--- SEU OBJETIVO ---
Extraia dos itens abaixo todas as linhas que contêm a palavra "balloon", levando em conta a distinção entre maiúsculas e minúsculas.

(Itens de indicação de objetos em fotos)
%%

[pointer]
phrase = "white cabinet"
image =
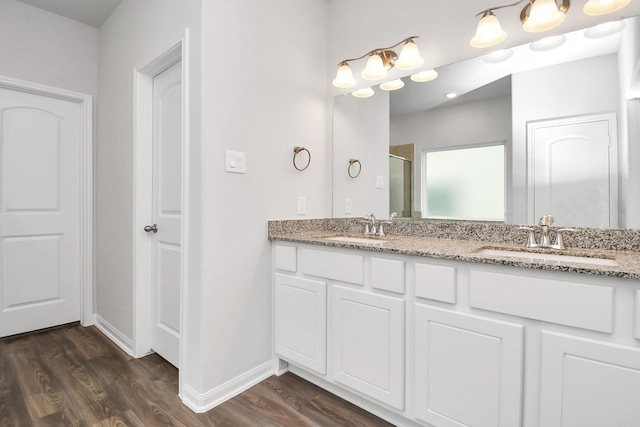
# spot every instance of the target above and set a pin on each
(301, 321)
(468, 369)
(588, 383)
(368, 344)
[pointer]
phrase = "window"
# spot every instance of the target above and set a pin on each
(465, 183)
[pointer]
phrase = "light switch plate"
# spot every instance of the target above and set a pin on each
(235, 162)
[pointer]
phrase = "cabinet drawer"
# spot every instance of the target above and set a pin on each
(285, 258)
(436, 282)
(566, 303)
(387, 274)
(333, 265)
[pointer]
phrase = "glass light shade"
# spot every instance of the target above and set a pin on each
(544, 15)
(363, 93)
(392, 85)
(489, 32)
(344, 77)
(602, 7)
(374, 69)
(424, 76)
(410, 58)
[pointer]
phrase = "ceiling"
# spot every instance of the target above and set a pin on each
(90, 12)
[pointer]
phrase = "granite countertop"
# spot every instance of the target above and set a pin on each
(467, 250)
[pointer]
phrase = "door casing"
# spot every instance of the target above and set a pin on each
(87, 280)
(142, 194)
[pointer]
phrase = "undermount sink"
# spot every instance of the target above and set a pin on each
(536, 256)
(357, 240)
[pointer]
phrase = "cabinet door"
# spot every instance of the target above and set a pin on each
(468, 369)
(588, 383)
(368, 344)
(301, 321)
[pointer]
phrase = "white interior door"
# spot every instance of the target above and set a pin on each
(573, 176)
(40, 259)
(167, 212)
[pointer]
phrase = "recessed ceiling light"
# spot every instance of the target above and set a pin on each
(547, 43)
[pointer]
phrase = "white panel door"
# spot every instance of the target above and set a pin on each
(588, 383)
(167, 212)
(301, 321)
(39, 211)
(368, 344)
(468, 369)
(572, 180)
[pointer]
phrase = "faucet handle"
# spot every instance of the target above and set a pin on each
(546, 220)
(559, 241)
(531, 240)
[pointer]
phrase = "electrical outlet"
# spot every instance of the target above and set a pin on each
(235, 161)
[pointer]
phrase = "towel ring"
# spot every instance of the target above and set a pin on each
(297, 151)
(350, 171)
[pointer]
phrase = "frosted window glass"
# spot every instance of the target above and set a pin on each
(467, 183)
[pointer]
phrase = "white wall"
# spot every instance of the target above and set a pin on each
(452, 126)
(361, 131)
(629, 150)
(45, 48)
(137, 32)
(264, 92)
(571, 89)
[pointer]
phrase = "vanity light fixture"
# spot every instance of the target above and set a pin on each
(536, 16)
(379, 62)
(424, 76)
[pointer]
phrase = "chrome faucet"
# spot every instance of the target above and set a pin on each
(370, 227)
(545, 242)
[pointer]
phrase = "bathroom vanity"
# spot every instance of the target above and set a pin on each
(442, 332)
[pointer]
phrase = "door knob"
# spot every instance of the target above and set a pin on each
(150, 228)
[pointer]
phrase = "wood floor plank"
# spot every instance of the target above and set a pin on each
(75, 376)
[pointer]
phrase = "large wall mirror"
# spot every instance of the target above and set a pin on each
(564, 113)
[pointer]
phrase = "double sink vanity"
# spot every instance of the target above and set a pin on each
(460, 324)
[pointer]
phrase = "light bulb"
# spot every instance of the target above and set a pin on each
(410, 58)
(489, 32)
(543, 15)
(374, 69)
(344, 77)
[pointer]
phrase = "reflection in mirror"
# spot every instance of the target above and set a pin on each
(527, 98)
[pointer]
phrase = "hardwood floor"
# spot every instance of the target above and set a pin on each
(75, 376)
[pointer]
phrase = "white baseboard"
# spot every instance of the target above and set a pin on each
(124, 342)
(202, 402)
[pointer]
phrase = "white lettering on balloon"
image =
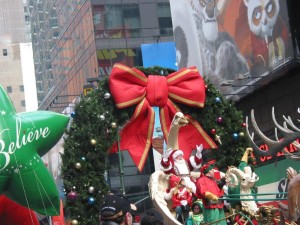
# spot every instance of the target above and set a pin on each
(20, 141)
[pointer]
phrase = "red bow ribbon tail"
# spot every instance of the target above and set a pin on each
(136, 136)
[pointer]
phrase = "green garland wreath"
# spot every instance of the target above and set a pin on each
(92, 132)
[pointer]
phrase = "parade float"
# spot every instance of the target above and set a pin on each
(276, 198)
(121, 110)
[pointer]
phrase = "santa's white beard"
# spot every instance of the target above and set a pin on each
(181, 168)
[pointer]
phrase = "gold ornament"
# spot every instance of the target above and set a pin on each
(107, 95)
(91, 189)
(113, 125)
(74, 222)
(93, 142)
(78, 166)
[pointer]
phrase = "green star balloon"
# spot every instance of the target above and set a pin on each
(24, 138)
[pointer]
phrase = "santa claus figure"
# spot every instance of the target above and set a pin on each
(173, 162)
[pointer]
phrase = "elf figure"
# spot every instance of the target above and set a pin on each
(209, 191)
(196, 218)
(181, 200)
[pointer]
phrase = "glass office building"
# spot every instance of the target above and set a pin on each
(78, 41)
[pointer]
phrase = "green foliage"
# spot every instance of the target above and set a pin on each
(93, 118)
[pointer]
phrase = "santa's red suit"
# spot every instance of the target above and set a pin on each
(181, 168)
(181, 194)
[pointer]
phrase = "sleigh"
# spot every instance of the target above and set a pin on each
(158, 185)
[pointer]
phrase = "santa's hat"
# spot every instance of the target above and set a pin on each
(176, 153)
(207, 166)
(174, 181)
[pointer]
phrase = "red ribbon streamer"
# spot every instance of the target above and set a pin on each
(130, 86)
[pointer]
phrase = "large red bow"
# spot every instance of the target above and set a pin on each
(129, 86)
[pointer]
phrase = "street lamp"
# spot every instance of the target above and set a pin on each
(114, 125)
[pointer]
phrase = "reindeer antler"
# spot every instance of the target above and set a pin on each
(289, 136)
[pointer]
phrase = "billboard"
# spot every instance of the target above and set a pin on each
(238, 45)
(159, 54)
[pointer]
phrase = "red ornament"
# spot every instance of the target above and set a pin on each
(72, 195)
(220, 119)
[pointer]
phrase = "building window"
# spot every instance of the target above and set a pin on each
(164, 19)
(122, 20)
(9, 89)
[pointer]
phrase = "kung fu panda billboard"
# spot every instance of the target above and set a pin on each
(239, 45)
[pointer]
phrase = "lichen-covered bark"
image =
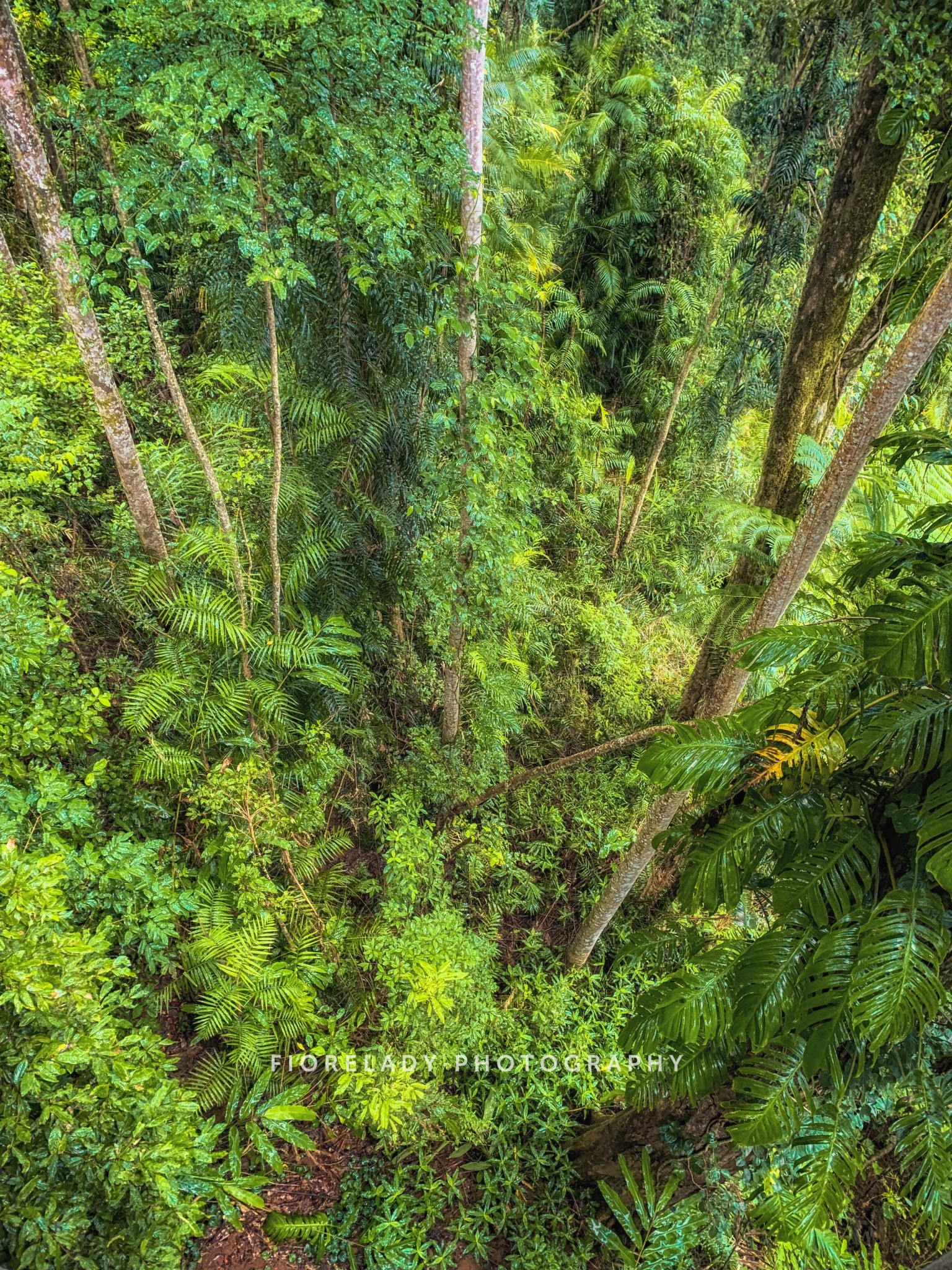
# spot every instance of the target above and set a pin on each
(909, 357)
(891, 385)
(7, 255)
(875, 321)
(861, 183)
(471, 92)
(59, 251)
(805, 399)
(159, 343)
(52, 154)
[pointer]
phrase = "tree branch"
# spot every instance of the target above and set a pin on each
(583, 756)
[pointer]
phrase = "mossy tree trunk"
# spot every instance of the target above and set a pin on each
(59, 251)
(895, 380)
(471, 92)
(804, 406)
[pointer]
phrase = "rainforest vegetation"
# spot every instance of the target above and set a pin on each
(475, 634)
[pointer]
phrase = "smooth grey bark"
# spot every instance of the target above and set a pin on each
(895, 380)
(662, 437)
(276, 458)
(7, 255)
(471, 93)
(52, 154)
(155, 331)
(59, 251)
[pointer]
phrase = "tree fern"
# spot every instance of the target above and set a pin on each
(829, 878)
(772, 1095)
(896, 984)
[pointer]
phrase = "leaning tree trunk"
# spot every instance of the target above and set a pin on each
(52, 154)
(861, 183)
(684, 370)
(159, 343)
(474, 73)
(909, 357)
(7, 255)
(876, 318)
(275, 413)
(59, 251)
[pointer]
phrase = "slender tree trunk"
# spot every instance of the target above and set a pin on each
(622, 487)
(52, 154)
(60, 253)
(7, 255)
(875, 321)
(865, 173)
(909, 357)
(474, 73)
(275, 414)
(861, 183)
(159, 345)
(687, 362)
(276, 459)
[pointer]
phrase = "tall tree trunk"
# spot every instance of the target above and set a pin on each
(7, 255)
(909, 357)
(275, 414)
(865, 173)
(52, 154)
(276, 459)
(474, 71)
(60, 253)
(687, 362)
(875, 321)
(159, 343)
(861, 183)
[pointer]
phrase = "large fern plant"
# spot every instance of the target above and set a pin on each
(821, 830)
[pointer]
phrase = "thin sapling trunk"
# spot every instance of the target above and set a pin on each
(59, 251)
(474, 73)
(159, 343)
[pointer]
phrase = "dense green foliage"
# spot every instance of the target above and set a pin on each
(234, 835)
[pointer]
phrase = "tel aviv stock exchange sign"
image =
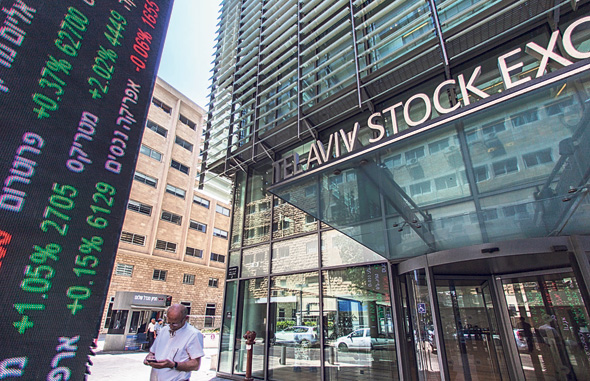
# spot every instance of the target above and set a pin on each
(75, 83)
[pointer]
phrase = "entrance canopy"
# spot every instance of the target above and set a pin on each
(513, 166)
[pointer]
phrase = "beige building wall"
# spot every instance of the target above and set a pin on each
(150, 240)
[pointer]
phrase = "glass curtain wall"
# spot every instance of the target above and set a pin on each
(359, 337)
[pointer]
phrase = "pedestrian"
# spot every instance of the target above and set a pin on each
(178, 348)
(151, 332)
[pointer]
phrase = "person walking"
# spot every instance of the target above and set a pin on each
(178, 348)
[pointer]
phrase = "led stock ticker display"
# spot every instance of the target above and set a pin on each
(75, 84)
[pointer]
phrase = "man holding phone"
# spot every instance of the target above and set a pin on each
(178, 348)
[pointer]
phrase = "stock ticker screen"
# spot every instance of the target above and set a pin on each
(75, 84)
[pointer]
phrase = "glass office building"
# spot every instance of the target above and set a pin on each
(411, 188)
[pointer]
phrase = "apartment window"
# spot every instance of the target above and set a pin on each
(222, 210)
(156, 128)
(150, 152)
(188, 307)
(537, 158)
(139, 207)
(171, 217)
(198, 226)
(191, 251)
(420, 188)
(123, 269)
(158, 103)
(210, 315)
(181, 167)
(201, 201)
(413, 155)
(438, 145)
(184, 120)
(166, 246)
(135, 239)
(160, 275)
(184, 144)
(493, 128)
(175, 191)
(505, 166)
(219, 233)
(148, 180)
(188, 279)
(218, 258)
(524, 117)
(445, 182)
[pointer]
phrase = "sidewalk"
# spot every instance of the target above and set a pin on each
(115, 366)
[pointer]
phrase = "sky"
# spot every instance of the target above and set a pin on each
(188, 50)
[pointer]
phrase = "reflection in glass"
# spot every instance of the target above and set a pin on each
(294, 351)
(252, 297)
(295, 254)
(358, 324)
(339, 249)
(470, 330)
(420, 326)
(228, 330)
(550, 325)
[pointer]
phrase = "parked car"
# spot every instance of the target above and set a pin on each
(361, 340)
(303, 335)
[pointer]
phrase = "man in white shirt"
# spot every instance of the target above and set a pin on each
(178, 348)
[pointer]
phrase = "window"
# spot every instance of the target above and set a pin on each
(138, 207)
(135, 239)
(183, 119)
(188, 279)
(188, 307)
(148, 180)
(150, 152)
(198, 226)
(438, 145)
(181, 167)
(123, 269)
(218, 258)
(420, 188)
(158, 103)
(481, 173)
(412, 156)
(219, 233)
(210, 315)
(159, 275)
(175, 191)
(171, 217)
(166, 246)
(191, 251)
(525, 117)
(222, 210)
(201, 201)
(537, 158)
(505, 166)
(184, 144)
(493, 128)
(156, 128)
(445, 182)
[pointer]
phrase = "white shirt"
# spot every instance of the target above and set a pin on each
(185, 344)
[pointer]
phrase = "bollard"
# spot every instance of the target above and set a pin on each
(250, 336)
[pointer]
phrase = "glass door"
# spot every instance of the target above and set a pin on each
(472, 342)
(550, 326)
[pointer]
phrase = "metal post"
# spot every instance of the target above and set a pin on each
(250, 337)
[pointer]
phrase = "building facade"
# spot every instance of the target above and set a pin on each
(411, 181)
(175, 236)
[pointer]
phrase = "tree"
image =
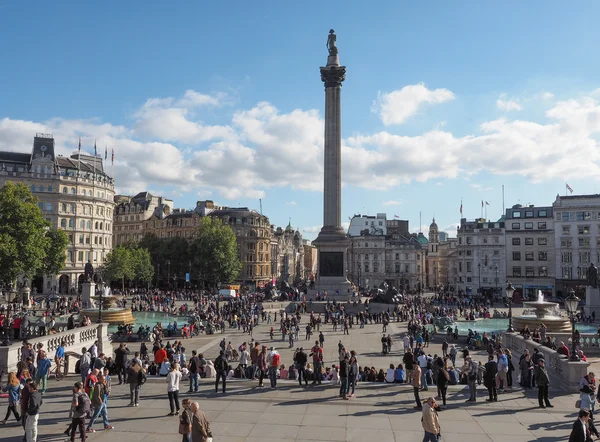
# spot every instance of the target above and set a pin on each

%%

--- SOLUÇÃO DO EXERCÍCIO ---
phrase = "white lettering on balloon"
phrase = "green star balloon"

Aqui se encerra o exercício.